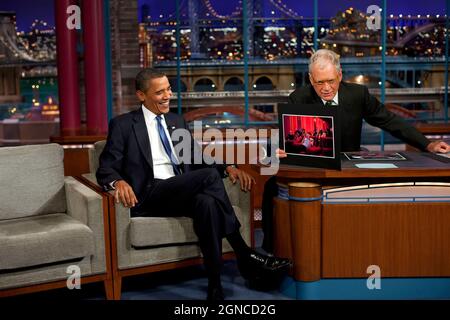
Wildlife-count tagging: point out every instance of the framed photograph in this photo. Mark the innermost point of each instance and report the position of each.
(310, 135)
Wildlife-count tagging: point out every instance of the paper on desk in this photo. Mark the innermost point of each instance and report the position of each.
(376, 165)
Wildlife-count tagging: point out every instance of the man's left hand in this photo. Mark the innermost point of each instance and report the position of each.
(244, 178)
(438, 147)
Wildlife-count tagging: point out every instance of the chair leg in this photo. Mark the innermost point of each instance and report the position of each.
(109, 289)
(117, 287)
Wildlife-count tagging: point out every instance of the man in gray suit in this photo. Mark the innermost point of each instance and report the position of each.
(356, 104)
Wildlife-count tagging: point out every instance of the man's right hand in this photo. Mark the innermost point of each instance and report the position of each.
(280, 153)
(124, 193)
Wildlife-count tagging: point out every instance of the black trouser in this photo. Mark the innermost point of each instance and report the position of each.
(200, 195)
(270, 191)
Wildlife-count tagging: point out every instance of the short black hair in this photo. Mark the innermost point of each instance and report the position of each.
(144, 75)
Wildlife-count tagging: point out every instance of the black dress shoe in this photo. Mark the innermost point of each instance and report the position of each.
(215, 293)
(255, 266)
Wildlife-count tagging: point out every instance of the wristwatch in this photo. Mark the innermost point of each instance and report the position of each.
(225, 172)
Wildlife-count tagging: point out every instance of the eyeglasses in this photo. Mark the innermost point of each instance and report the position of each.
(322, 83)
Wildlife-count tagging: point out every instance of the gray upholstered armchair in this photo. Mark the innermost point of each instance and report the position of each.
(148, 244)
(48, 222)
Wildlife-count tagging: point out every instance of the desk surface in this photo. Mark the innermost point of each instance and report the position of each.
(416, 165)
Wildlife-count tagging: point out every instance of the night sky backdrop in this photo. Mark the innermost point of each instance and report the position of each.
(28, 10)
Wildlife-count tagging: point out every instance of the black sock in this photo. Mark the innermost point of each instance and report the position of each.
(214, 280)
(238, 244)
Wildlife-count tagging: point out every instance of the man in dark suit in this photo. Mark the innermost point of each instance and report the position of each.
(355, 104)
(140, 164)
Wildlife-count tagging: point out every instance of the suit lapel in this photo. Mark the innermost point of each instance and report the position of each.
(141, 132)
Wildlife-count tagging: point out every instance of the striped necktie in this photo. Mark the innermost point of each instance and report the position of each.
(166, 145)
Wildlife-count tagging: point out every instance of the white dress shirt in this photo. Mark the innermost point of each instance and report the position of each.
(162, 167)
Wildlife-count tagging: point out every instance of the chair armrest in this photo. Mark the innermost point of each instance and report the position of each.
(83, 203)
(241, 200)
(237, 197)
(119, 217)
(86, 205)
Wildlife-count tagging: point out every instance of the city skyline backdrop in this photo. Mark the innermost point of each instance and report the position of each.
(29, 10)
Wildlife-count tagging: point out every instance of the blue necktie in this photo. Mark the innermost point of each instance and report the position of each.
(166, 144)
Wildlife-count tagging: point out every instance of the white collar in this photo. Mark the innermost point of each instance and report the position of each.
(149, 114)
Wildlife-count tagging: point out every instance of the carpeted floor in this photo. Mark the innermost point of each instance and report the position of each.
(182, 284)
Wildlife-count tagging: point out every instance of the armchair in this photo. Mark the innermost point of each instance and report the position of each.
(48, 222)
(148, 244)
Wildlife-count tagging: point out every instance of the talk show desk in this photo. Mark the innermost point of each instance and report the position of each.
(339, 227)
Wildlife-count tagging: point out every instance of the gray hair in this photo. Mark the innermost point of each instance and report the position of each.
(144, 75)
(322, 56)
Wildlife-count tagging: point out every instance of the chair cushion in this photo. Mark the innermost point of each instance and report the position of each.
(37, 240)
(32, 180)
(155, 231)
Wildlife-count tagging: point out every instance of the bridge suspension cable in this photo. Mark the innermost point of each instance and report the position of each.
(237, 11)
(284, 9)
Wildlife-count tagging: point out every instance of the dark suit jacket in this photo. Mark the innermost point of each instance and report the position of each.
(356, 104)
(127, 153)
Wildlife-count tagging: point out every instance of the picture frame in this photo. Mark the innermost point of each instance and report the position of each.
(310, 135)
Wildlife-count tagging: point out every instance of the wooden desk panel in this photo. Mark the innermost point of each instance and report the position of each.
(403, 239)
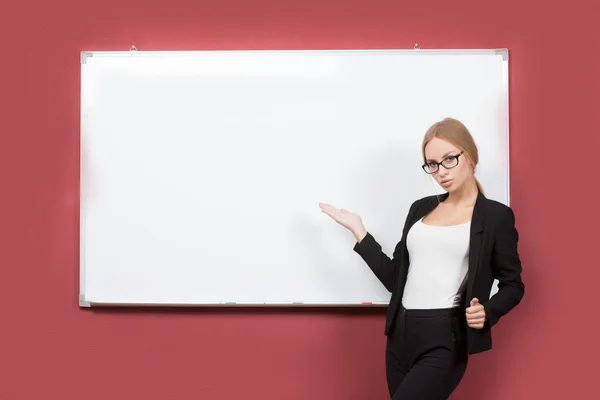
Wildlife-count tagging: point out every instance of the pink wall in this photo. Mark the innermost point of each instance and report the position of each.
(52, 349)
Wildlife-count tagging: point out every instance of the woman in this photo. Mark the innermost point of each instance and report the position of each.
(452, 248)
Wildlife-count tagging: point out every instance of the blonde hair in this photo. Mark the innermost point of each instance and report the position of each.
(455, 132)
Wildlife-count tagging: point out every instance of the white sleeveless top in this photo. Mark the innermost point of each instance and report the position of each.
(439, 257)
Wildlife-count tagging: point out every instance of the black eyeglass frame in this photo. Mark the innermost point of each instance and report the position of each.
(441, 163)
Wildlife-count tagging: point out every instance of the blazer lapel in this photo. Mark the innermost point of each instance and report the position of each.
(475, 243)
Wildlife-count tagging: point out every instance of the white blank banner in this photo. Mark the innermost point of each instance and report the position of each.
(201, 172)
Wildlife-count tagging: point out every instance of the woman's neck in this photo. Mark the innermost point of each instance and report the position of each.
(465, 195)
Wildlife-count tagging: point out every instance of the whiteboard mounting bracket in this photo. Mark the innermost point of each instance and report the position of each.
(83, 302)
(85, 55)
(503, 53)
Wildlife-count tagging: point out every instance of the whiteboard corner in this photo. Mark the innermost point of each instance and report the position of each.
(83, 302)
(502, 52)
(85, 55)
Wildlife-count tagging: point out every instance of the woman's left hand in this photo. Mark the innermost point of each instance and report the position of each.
(476, 314)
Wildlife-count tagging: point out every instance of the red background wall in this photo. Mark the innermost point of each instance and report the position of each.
(52, 349)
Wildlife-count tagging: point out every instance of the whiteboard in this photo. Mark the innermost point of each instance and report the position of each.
(201, 172)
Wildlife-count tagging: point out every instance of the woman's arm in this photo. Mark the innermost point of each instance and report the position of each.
(506, 268)
(384, 268)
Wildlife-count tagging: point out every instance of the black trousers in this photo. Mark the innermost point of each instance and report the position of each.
(426, 354)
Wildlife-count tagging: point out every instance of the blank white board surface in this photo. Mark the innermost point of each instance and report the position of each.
(201, 172)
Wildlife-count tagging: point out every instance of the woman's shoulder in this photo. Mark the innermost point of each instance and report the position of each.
(498, 211)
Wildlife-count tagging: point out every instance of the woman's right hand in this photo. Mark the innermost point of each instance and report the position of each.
(347, 219)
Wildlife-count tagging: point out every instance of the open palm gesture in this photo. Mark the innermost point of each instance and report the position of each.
(347, 219)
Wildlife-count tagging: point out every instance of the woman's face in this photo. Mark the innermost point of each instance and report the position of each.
(456, 169)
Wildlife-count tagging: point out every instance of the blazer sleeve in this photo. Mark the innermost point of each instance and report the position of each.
(506, 268)
(384, 267)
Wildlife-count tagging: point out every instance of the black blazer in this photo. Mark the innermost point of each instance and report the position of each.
(492, 255)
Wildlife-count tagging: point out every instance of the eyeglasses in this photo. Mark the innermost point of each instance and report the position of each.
(449, 162)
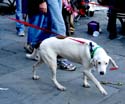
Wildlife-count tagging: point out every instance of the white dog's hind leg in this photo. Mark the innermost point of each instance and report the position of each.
(54, 79)
(96, 82)
(35, 76)
(85, 82)
(53, 65)
(113, 62)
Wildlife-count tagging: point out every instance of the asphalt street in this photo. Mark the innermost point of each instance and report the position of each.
(17, 86)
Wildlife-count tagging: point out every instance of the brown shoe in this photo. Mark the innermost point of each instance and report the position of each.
(28, 48)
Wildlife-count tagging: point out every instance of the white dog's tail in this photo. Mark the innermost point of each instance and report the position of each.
(35, 55)
(113, 62)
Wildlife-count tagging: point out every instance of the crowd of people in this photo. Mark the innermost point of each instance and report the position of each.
(58, 17)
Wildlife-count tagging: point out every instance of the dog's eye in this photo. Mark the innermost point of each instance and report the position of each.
(106, 63)
(99, 63)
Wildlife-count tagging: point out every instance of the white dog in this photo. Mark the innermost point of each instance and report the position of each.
(82, 51)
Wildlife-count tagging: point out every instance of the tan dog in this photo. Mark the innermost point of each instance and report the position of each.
(82, 51)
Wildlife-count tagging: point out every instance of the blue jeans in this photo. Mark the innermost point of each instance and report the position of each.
(20, 27)
(55, 12)
(35, 35)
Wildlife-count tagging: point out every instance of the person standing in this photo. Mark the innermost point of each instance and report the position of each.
(46, 14)
(19, 27)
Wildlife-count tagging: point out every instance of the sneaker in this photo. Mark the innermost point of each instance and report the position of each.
(21, 34)
(32, 57)
(28, 48)
(64, 64)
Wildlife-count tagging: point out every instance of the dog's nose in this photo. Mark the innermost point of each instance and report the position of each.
(101, 73)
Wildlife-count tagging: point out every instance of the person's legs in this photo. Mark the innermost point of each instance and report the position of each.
(112, 25)
(35, 36)
(20, 27)
(57, 22)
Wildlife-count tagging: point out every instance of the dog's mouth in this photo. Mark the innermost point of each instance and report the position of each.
(101, 73)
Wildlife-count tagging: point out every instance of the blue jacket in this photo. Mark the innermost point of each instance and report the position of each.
(31, 7)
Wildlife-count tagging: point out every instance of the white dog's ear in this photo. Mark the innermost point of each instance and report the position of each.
(93, 62)
(113, 62)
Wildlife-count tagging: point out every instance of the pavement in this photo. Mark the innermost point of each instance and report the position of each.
(17, 86)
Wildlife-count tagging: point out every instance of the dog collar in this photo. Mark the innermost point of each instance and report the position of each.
(92, 51)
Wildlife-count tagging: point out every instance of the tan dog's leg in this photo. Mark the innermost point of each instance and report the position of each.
(53, 66)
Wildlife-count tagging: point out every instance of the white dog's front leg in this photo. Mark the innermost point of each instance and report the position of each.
(96, 82)
(58, 85)
(35, 77)
(85, 82)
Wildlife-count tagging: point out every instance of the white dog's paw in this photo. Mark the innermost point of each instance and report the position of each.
(62, 88)
(86, 85)
(35, 77)
(103, 92)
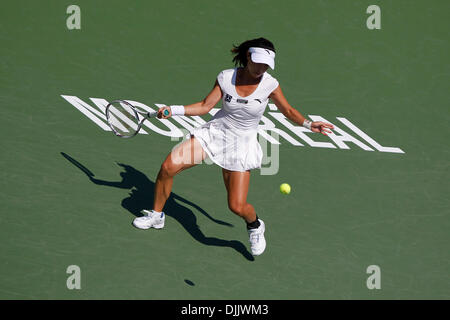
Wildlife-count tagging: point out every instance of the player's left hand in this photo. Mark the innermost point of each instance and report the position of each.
(322, 127)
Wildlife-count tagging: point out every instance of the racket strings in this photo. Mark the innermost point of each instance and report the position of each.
(123, 120)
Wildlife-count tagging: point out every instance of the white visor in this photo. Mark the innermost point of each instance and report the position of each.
(261, 55)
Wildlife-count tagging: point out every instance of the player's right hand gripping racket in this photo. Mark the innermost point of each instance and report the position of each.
(125, 119)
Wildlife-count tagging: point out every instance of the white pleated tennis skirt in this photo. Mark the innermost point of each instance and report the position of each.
(228, 147)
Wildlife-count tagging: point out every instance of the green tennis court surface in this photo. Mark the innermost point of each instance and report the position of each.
(70, 190)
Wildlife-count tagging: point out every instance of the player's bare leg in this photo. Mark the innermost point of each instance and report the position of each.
(185, 155)
(237, 184)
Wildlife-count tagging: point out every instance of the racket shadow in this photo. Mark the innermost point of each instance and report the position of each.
(141, 197)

☆ ☆ ☆

_Exercise description_
The answer should be nothing more than the lines from the one with "Wildlife-count tagging: point out every instance of the green" through the end of the entries, restated word for word.

_Solution for this exercise_
Wildlife-count tagging: point out every instance of the green tennis court surface in this photo. Mark the innermost point of each instance and report the position of each.
(70, 190)
Wildlife-count tagging: point out every instance of the player's bare leg in this photo. Mark the innermost point of each instance and report the position of each.
(185, 155)
(237, 184)
Wildlife-count tagging: point out every instance of the racket shadow in this photo. Mark the innermost point of each instance and report the position of each.
(141, 197)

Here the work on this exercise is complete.